Line by line, copy all of the data exactly.

[GIVEN RECORDS]
((

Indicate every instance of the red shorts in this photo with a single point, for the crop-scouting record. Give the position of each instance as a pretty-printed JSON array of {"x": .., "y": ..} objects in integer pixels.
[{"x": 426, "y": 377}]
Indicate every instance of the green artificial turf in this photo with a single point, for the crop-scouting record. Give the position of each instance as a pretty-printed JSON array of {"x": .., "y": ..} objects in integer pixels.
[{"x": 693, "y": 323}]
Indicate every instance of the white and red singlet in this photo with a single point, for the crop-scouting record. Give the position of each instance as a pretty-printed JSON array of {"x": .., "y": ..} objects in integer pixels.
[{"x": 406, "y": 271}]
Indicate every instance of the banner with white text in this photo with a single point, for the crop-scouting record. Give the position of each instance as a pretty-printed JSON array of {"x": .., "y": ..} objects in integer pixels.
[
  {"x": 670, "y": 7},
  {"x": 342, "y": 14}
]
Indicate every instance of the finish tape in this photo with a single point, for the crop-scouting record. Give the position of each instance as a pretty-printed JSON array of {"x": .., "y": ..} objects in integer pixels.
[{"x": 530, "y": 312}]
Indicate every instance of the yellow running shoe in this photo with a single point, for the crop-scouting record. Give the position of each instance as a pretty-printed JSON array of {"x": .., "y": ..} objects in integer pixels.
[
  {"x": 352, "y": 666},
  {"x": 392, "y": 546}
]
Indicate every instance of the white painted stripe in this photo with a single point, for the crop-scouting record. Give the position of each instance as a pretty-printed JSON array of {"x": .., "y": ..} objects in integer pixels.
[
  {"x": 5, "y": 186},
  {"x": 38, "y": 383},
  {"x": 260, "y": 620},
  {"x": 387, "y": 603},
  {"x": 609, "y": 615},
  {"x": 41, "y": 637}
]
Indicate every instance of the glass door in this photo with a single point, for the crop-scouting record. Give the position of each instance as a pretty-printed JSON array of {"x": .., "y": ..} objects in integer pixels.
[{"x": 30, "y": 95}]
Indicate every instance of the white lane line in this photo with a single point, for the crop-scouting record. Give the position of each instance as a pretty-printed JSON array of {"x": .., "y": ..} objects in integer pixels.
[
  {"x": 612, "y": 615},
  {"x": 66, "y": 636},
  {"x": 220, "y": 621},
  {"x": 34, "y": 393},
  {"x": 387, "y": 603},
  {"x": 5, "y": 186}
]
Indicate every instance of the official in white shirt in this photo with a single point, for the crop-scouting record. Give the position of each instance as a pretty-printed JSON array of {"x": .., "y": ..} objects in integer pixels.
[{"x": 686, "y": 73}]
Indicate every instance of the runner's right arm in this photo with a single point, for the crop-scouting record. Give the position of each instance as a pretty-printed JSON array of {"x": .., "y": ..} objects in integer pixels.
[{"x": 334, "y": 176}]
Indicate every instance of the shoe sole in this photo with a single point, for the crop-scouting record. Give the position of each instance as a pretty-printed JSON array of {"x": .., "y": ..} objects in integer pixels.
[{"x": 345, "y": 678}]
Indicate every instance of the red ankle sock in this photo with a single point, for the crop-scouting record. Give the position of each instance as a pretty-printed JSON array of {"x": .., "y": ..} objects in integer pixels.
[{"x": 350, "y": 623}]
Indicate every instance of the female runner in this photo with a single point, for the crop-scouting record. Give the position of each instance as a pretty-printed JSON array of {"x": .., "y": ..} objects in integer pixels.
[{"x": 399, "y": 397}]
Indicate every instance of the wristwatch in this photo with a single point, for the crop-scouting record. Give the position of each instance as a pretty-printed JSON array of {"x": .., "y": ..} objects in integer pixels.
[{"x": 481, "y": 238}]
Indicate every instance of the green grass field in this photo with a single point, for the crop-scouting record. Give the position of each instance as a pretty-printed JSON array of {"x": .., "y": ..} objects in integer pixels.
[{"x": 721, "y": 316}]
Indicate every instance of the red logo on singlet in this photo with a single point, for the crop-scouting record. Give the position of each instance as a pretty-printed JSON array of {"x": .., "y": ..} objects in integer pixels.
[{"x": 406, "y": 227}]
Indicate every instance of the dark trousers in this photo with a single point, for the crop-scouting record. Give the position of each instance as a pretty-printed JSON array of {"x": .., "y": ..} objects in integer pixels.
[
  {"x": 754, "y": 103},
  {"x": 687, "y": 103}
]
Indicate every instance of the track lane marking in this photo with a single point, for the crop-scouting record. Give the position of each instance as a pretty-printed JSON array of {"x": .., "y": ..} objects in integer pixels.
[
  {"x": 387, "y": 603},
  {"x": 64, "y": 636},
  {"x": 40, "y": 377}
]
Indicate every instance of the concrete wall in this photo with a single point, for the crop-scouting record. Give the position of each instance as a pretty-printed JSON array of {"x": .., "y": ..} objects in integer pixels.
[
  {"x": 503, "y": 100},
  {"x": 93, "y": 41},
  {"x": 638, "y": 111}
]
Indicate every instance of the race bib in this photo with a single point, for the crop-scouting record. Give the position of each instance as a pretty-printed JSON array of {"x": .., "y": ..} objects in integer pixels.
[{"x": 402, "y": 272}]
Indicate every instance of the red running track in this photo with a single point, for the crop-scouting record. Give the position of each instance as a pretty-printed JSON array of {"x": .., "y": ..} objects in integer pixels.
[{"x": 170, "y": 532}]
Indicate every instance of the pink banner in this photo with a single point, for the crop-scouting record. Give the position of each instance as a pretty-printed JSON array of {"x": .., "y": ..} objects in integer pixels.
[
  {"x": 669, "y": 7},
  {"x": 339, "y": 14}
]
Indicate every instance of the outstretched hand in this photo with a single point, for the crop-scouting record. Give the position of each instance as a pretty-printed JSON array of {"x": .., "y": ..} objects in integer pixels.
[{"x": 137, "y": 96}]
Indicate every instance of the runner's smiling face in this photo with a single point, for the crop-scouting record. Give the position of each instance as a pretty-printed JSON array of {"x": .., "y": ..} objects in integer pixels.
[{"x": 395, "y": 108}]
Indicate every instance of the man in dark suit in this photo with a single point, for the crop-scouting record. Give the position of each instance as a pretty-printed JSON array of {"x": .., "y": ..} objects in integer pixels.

))

[EXERCISE ANSWER]
Indicate every instance of the red shorts in this photo with a single point, for the crop-scouting record. Give the position of each instance as a pretty-printed JSON array of {"x": .., "y": ..} objects in integer pixels.
[{"x": 426, "y": 377}]
Indicate every instance of the green artificial turf in this photo with a single point, for the crop-scouting record. Give the position of each instance as a pretty-printed JSON array of {"x": .., "y": ..} objects in integer pixels.
[{"x": 693, "y": 323}]
Indicate every instance of the white and red singlet in this photo with a single point, for the crop-scouting record. Give the position of each instance as a pretty-printed JSON array of {"x": .., "y": ..} objects in integer pixels.
[{"x": 406, "y": 271}]
Indicate every instance of the banner with white text in this photo with a single point, for the crop-scouting record. Give the position of each instance as a pretty-printed JSON array of {"x": .., "y": ..} objects in integer pixels.
[
  {"x": 670, "y": 7},
  {"x": 342, "y": 14}
]
Indicate every instance of the finish tape in this photo with a single point, for the crop-scouting record. Give the position of each instance as a pretty-printed JSON array of {"x": .., "y": ..} objects in integer pixels.
[{"x": 530, "y": 312}]
Indicate every instance of the yellow running shoe in this photo with a single point, for the crop-scouting record. Give the position of each instance as a pretty-printed JSON array of {"x": .., "y": ..} objects in integer pixels.
[
  {"x": 352, "y": 666},
  {"x": 392, "y": 546}
]
Indicate every instance of the white painted stripe in this photo with a single point, for the crop-scouting record. Give the position of each instance as a pretty-printed JSON array of {"x": .., "y": ..} objects in integer pixels.
[
  {"x": 5, "y": 186},
  {"x": 38, "y": 383},
  {"x": 260, "y": 620},
  {"x": 387, "y": 603},
  {"x": 609, "y": 615},
  {"x": 41, "y": 637}
]
Indicate every instance of the glass door in this photo with a single point, for the crop-scouting record. Give the position of each instance as a pretty-printed JSON array of {"x": .., "y": ..} objects in integer pixels.
[{"x": 30, "y": 95}]
Indicate every instance of the white lane line in this photo with a single point, for the crop-scouting record. Give the position of each instance as a pretty-printed JSON array of {"x": .., "y": ..} objects in integer pixels.
[
  {"x": 612, "y": 615},
  {"x": 66, "y": 636},
  {"x": 220, "y": 621},
  {"x": 34, "y": 393},
  {"x": 387, "y": 603},
  {"x": 5, "y": 186}
]
Indicate every instance of the official in white shirt in this photo with a single point, for the crop-scouting record. Give the position of each instance as a pretty-printed JSON array of {"x": .., "y": ..} objects in integer pixels.
[{"x": 686, "y": 73}]
Indicate every instance of the runner's right arm in this photo with a single point, for the crop-scouting record. Give the position of each instance as a pretty-printed JSON array of {"x": .., "y": ..} objects in integer pixels.
[{"x": 334, "y": 176}]
Indicate every instance of the shoe sole in this photo with a single point, for the crop-scouting record. Give the position of each instance as a pretty-printed JSON array of {"x": .., "y": ..} objects in integer pixels.
[{"x": 345, "y": 678}]
Indicate every instance of the red ankle sock in this photo with a single point, for the crop-scouting record. Give the position of each instance as a pretty-printed JSON array of {"x": .., "y": ..} objects in integer pixels.
[{"x": 350, "y": 623}]
Indicate every instance of the female runner in this photo with a single point, for the crop-scouting record. Give the position of each instance as a pretty-printed JSON array of {"x": .., "y": ..} objects in integer pixels.
[{"x": 399, "y": 397}]
Indicate every instance of the wristwatch in this photo with a single point, for the crop-scouting record. Give the position of each instance as a pretty-printed JSON array of {"x": .., "y": ..} objects in integer pixels.
[{"x": 481, "y": 238}]
Indicate every instance of the green grass field in this photo with a single point, for the crop-scouting record. Give the position of each instance as a pretty-printed JSON array of {"x": .., "y": ..} objects in integer pixels.
[{"x": 721, "y": 316}]
Indicate every instance of the red logo on singlet in this photo with a single point, for the crop-scouting record. Give the position of each instance as a pretty-printed JSON array of {"x": .., "y": ..} objects in integer pixels.
[{"x": 406, "y": 227}]
Indicate every instance of the dark trousers in this photo with a single point, for the crop-scouting record. Give the position of each instance as a pretty-printed JSON array of {"x": .., "y": ..} objects in integer pixels.
[
  {"x": 754, "y": 103},
  {"x": 687, "y": 103}
]
Indicate every instance of the track lane marking in this photo with a single point, for the crop-scouting record. Give the position of each instance as a pretty-printed JSON array of {"x": .., "y": ..} objects in integer pixels.
[
  {"x": 387, "y": 603},
  {"x": 64, "y": 636},
  {"x": 40, "y": 377}
]
Indicate every instance of the concrete wall in this photo with a single point, for the crop-scouting record. Give the position of each instance as a pretty-printed JSON array of {"x": .., "y": ..} objects in integer pixels.
[
  {"x": 503, "y": 100},
  {"x": 93, "y": 41},
  {"x": 638, "y": 111}
]
Indicate every instance of the race bib in this photo with a single point, for the crop-scouting record. Give the position of each instance as a pretty-printed JSON array of {"x": .., "y": ..} objects in integer pixels.
[{"x": 402, "y": 272}]
Indicate every instance of the red running track in this photo with a single point, for the crop-scouting record. Give the position of each instance as a pretty-printed JSON array of {"x": .., "y": ..} objects in integer pixels.
[{"x": 170, "y": 532}]
Indicate every instance of the pink banner in this photo with a single point, for the crop-scouting record. Give the position of each instance as a pretty-printed JSON array of {"x": .., "y": ..} objects in integer pixels.
[
  {"x": 669, "y": 7},
  {"x": 339, "y": 14}
]
Indicate every instance of the outstretched hand in this photo with a single point, for the crop-scouting record. Give the position of each instance as a pretty-printed JSON array of {"x": .., "y": ..} objects in integer pixels.
[{"x": 137, "y": 96}]
Indicate every instance of the runner's smiling face in this photo with a single point, for the crop-scouting record. Give the position of each instance as a pretty-printed JSON array of {"x": .., "y": ..} objects in integer pixels.
[{"x": 395, "y": 108}]
Indicate every instance of the man in dark suit in this photo with a single point, for the crop-scouting record. Give the position of each instance as a pretty-printed JSON array of {"x": .., "y": ..} objects in integer pixels.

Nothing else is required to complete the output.